[Point-per-instance localization data]
◆ ◆ ◆
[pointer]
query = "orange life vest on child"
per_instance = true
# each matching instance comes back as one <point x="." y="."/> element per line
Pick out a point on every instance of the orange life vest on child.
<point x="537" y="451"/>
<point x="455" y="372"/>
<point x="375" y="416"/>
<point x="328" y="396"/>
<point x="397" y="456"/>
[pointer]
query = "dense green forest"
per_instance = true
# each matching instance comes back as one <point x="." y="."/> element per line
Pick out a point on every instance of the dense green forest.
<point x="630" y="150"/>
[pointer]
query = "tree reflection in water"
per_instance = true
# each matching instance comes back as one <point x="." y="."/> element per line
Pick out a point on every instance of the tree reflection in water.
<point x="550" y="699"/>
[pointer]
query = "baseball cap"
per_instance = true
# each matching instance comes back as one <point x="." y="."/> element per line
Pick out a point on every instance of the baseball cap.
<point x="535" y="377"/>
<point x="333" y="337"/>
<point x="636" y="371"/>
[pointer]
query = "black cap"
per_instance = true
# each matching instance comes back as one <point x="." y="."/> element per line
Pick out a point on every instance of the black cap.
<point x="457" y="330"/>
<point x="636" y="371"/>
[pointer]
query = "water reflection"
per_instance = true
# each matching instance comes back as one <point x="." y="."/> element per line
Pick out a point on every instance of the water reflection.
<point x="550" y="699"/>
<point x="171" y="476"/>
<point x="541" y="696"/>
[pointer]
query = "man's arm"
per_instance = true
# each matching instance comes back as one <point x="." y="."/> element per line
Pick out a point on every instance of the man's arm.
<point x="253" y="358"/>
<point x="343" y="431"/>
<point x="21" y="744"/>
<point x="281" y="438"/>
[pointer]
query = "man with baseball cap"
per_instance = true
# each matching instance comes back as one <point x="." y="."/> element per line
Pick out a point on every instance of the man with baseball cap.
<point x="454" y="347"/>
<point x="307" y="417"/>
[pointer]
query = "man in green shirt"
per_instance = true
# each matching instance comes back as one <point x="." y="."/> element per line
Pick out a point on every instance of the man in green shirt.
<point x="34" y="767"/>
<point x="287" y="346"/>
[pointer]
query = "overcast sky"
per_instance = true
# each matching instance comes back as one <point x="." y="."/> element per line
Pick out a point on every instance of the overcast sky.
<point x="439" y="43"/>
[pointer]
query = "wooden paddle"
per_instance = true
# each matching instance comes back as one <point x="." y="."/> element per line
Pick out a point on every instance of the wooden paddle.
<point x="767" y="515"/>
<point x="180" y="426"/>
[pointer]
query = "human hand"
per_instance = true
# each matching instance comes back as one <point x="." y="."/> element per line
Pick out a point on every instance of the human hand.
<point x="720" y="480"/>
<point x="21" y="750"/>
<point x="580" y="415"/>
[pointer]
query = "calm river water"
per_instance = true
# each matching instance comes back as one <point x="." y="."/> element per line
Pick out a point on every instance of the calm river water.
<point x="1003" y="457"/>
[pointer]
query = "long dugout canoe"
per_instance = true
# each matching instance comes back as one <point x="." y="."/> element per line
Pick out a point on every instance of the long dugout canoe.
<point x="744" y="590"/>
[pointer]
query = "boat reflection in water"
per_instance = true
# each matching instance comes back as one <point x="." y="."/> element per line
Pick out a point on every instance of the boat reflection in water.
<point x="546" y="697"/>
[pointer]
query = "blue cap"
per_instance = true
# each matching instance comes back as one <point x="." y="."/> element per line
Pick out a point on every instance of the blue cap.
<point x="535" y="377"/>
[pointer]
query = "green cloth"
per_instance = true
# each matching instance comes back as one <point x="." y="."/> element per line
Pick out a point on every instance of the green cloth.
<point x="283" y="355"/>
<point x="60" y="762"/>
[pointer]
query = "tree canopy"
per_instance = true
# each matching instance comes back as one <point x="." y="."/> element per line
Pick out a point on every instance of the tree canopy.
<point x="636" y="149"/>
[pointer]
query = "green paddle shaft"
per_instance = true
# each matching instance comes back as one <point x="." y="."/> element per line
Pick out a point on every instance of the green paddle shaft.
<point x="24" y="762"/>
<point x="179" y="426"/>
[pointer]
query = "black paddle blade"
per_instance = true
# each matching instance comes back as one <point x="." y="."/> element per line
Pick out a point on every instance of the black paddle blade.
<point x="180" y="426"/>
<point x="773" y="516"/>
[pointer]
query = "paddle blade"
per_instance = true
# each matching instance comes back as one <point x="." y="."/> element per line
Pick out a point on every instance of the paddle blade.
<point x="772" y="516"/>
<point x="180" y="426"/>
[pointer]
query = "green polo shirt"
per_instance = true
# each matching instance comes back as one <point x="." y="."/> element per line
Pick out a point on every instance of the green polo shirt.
◆ ◆ ◆
Look over the records above and say how many lines hold the word "polo", giving the number alone.

2